> [作業指示 1]: クラスター型とユニット型についての文章を、2文で要約してください。
> [作業指示 2]: クラスター型とユニット型についての文章によると、近年アメリカ社会を表すのに使われる言葉は何ですか？

> [文書抜粋]:
<<<<

「クラスター型」と「ユニット型」 新型コロナから考える人間の交友関係
クラスター人間とユニット人間
そして、人間にも、クラスター型の人間とユニット型の人間とがあるような気がする。 ユニット人間は、どのような集団においても、常に接着を強めるように行動するので、その集団の求心力になりやすい。クラスター人間は、条件が変われば集団から離れるので、基本的には個人主義であり、発展家でもある。 たとえば友人、恋人、夫婦のあいだにおいて二つのタイプがペアをなすと、ユニット人間タイプの方はクラスター人間に裏切られる感情をもつ傾向にあり、逆にクラスター人間タイプの方はユニット人間に拘束される感情をもつ傾向にある。よくあることだ。 たとえば学校の部活動は本来クラスター型の集団であるが、体育会系はユニット型になりやすく、クラスター人間を排除する傾向にある。逆に同好会的だったゆるい部が、熱意ある監督が入ることによってユニット化され急に強くなることがある。
クラスター国家とユニット国家
そう考えれば、国家にも、クラスター型とユニット型があるだろう。 日本は単一性の強いユニット国家であり、アメリカは多民族多文化のクラスター国家であるというのは認識しやすいことだ。アメリカ社会に対して昔は「メルティング・ポット=坩堝 (るつぼ)」という、さまざまな文化が溶け合ってひとつになるという意味の言葉が使われたが、近年は「サラダボウル」など、それぞれの文化が溶け合うことなく混在しているという意味の言葉が使われる。 今回のウイルスに対して、アメリカで感染が急拡大し、世界最大の死者を出しているのは、クラスター国家であることから、統一行動が取りにくいことが裏目に出ているのかもしれない。何しろ人々が銃と弾薬を買い込もうとする国である。 逆に日本、台湾、韓国で押さえ込まれているのは、ユニット国家であることが幸いしているのかもしれない。中国は人口が多く、国家より個人のつながりを重視するクラスター的なところもあるが、共産党が強権を発動すれば、ユニットとして動くということだろうか。

>>>>

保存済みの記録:
<<<<

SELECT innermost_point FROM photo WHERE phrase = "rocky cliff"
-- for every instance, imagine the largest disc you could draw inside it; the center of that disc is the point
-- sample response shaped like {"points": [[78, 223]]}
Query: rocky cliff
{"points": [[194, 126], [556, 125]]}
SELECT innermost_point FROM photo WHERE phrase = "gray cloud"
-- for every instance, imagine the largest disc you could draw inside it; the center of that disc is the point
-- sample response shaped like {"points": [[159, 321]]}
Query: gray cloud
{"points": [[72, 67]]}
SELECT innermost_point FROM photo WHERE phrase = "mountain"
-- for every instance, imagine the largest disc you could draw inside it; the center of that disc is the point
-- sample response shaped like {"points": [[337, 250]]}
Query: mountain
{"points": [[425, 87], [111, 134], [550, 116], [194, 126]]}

>>>>
<<<<

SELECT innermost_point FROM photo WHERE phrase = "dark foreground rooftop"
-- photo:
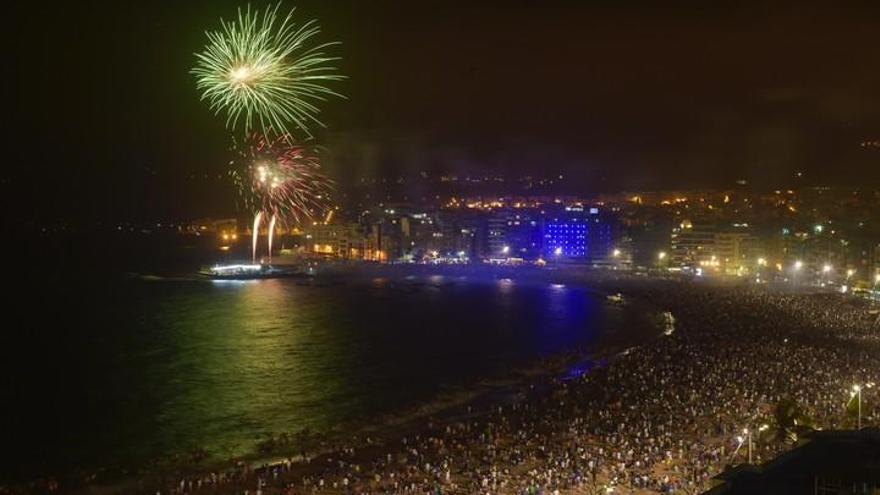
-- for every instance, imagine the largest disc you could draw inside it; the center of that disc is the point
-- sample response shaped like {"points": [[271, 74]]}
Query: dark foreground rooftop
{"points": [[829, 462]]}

>>>>

> [回答 1]: 人間には、どんな集団でも接着を強めるように行動するユニット型と、条件が変われば集団から離れる個人主義的なクラスター型があり、両者がペアになると、ユニット型は裏切られる感情を、クラスター型は拘束される感情をもつ傾向にある。国家にも両方の型があり、日本はユニット国家、アメリカはクラスター国家であって、アメリカでの感染急拡大は統一行動の取りにくさが裏目に出ているのかもしれないと述べられている。

> [回答 2]: 「サラダボウル」などの、それぞれの文化が溶け合うことなく混在しているという意味の言葉です。